__Stated goal A__:
Translate this sentence from the text on Indian startups and venture capitalists into Spanish: "As for the next gen startups in India I think they will be in many sectors and of many types since the economy is growing rapidly."
__Stated goal B__:
Write what comes next in the text on Indian startups and venture capitalists, starting after its final sentence.

__Excerpt provided__:
As for the next gen startups in India I think they will be in many sectors and of many types since the economy is growing rapidly. My interest and expertise is more in the Naukri.com type startups where there a large number of users and the ARPU(average revenue per user) is relatively low.
Hi Sanjay,
I am a Entrepreneur looking for Investors and a recent reader of VentureWoods.org.
My take… Every job has its own risks, work and pay offs. Entrepreneur has his share and so does the VCs. Definitely the scale of risks, works and pay offs vary. But the game is the same. Infact the risks, work and pay offs for the entrepreneur and the VC involved, fall almost in the same line.
The metriculous involvement of a VC to safe gaurd his interest in multiple ventures is all about calculative people management and time management to monitor and keep track of the investment in my view.

__Source excerpt__:

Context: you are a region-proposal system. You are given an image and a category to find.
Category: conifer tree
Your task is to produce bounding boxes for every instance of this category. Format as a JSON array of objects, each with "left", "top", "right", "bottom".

__Final answer A__:
En cuanto a las startups de próxima generación en la India, creo que estarán en muchos sectores y serán de muchos tipos, ya que la economía está creciendo rápidamente.

__Final answer B__:
We live in a world were certainity is uncertain and something we can’t change is a ‘change’. Control is the not to the ability to stay perfect and be predictable. It is the ability to navigate against different winds and still maintain our composture. We risk. We adapt to the risk. We Navigate. That is control. So it is not ‘Spray and Pray’. According to me. It is..
Spray. Navigate. (Pray if you like.)
I met someone at dinner last night who’s just finished a grand tour of all the major temples in India. Nothing wrong with that. Except this guy does little else and lives of support from siblings. In his own words “god is the only one who looks after us”…well, investing in stock markets is a bit like living a low involvement life and leaving it all to God.
Angel investing is in a different league from investing in the markets and should not even be compared. In Angel investing you get to become part of the project and normally that project has an extraordinary opportunity with an extraordinary team, so the chances that your money will do well is high. Ofcourse the exception is what Sanjay calls the “spray and pray”, because that is not Angel investing, its like betting on Markets and then you are better off at the Market than in the Angel arena.
Stock markets will always do better in the short term, won’t they? Though I get your point – why invest in angel rounds unless it can beat stock markets. And to beat stock markets you are taking the path of more active investing, where active means perhaps closer to management.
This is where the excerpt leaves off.